Reading text.

○ ○ ○ ○ ○

A slew of new regulations were rung in with the new year on Monday for Californians, from minimum wage hikes to immigration policies.
Workers hoping to earn more for their labor are in for a raise in the new year, as the minimum wage will increase by 50 cents this year. That's up to $11 per hour for workers at companies with at least 26 employees, and up to $10.50 for those at smaller businesses. Senate Bill 3 brings these changes, which was signed into effect nearly two years ago and will continue to hike the hourly wage annually until it reaches $15 in 2022 for large companies, and in 2023 for all workers.
There's more good news for those in the workforce under Assembly Bill 168, which requires that the salary history of job applicants can only be disclosed voluntarily, meaning that prospective employers will no longer be able to base an employee's new salary off of his or her old wages.
Assembly Bill 1008 is part of the "Ban the Box" initiative that hopes to improve employment options for formerly-incarcerated citizens, banning the box on applications that asks about criminal conviction history. Employers can still conduct a background check once an offer has been made to the employee, but the law is meant to give former convicts a better shot at being considered for a job based on their merits, and not their past mistakes.
A new era of voting in California will kickoff in 2018, with Senate Bill 450 - passed in 2016 - doing away with neighborhood polling places and replacing them with elections conducted primarily by mail as part of an effort to boost voter turnout. Under the system, every registered voter will receive a mail ballot, and drop-off locations will be available up to four weeks before election day. Temporary regional "vote centers" will be open 10 days ahead of time to register voters and accept ballots.

○ ○ ○ ○ ○

Excerpted data.
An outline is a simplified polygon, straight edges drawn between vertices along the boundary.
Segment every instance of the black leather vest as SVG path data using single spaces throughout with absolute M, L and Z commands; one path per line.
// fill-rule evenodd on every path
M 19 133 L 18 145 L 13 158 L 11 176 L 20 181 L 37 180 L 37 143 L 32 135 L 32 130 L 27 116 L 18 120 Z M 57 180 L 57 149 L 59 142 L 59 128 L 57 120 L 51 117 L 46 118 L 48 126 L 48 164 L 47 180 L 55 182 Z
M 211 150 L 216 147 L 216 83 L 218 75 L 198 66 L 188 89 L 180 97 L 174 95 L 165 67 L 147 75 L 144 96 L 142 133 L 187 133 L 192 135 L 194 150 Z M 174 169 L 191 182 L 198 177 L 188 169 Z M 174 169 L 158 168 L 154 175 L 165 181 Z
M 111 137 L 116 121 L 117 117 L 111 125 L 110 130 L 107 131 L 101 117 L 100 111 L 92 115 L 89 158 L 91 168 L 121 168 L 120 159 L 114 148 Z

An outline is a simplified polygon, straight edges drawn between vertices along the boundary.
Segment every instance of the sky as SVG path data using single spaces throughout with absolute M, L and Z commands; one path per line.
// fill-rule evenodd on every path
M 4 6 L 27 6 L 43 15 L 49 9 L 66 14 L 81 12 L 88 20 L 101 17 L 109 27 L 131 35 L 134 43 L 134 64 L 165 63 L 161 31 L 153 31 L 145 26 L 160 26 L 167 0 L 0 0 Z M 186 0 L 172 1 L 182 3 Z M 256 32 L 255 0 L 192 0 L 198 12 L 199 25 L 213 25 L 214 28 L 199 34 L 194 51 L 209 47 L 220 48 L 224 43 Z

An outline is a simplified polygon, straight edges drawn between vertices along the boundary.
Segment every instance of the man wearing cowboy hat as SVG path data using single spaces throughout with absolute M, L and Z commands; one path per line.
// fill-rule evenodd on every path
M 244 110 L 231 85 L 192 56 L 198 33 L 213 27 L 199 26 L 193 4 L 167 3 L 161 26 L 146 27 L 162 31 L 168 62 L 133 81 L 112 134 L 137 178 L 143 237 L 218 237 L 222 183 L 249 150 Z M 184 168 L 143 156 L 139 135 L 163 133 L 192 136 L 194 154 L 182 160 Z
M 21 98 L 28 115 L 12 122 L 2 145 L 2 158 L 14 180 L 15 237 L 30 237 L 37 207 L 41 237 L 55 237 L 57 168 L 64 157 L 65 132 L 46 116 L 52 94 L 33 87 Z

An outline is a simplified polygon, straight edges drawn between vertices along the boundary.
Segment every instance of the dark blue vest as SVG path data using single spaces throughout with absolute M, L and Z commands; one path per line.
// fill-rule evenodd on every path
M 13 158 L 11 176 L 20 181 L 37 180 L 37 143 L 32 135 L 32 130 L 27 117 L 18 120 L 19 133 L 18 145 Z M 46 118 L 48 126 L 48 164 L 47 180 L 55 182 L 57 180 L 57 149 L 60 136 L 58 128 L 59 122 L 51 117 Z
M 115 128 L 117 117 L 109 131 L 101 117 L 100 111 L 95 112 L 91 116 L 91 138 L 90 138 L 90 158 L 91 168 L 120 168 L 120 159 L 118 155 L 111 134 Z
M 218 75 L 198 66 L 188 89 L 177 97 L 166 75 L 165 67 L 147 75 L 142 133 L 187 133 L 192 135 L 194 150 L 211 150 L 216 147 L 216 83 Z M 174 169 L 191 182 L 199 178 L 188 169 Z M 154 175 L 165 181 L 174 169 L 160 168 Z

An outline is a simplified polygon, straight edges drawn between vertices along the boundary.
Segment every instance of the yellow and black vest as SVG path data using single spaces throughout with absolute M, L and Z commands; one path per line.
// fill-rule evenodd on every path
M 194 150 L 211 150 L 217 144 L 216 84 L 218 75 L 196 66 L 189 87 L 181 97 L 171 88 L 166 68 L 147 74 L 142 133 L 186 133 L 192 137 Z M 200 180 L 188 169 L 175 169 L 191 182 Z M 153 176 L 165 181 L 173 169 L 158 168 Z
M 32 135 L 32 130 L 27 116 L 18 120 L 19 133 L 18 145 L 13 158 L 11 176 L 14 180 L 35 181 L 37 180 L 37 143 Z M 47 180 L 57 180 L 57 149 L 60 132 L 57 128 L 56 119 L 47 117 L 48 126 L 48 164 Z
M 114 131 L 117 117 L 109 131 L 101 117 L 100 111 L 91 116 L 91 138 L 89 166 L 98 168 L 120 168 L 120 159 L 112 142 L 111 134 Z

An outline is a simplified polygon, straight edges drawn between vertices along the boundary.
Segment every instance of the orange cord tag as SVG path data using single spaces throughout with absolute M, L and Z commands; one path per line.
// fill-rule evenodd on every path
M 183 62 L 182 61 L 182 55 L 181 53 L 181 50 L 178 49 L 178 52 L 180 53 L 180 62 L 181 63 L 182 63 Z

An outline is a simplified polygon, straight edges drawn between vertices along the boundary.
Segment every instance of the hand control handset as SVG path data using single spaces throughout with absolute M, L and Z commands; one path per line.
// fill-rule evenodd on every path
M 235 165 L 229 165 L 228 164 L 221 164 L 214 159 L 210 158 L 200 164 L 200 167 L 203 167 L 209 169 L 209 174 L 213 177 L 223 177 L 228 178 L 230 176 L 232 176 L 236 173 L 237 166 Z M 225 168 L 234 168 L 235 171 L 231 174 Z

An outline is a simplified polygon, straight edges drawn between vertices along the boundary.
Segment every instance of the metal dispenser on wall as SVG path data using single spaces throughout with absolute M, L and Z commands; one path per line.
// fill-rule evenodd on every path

○ ○ ○ ○ ○

Work to complete.
a: In the article on new California laws, what hourly minimum wage applies this year to workers at companies with at least 26 employees?
b: Retype the part of the article on new California laws starting with "There's more good" and going on through "her old wages.".
c: For each statement, say yes or no according to the article on new California laws, and quote the words that decide it.
(i) Under Senate Bill 450, every registered voter will receive a mail ballot.
(ii) Assembly Bill 1008 forbids employers from conducting background checks.
(iii) The temporary regional vote centers will open four weeks before election day.
The material has no connection to the article on new California laws.

Solution list.
a: $11 per hour.

b:
There's more good news for those in the workforce under Assembly Bill 168, which requires that the salary history of job applicants can only be disclosed voluntarily, meaning that prospective employers will no longer be able to base an employee's new salary off of his or her old wages.

c:
(i) Yes: "Under the system, every registered voter will receive a mail ballot"
(ii) No: "Employers can still conduct a background check once an offer has been made to the employee"
(iii) No: "Temporary regional "vote centers" will be open 10 days ahead of time"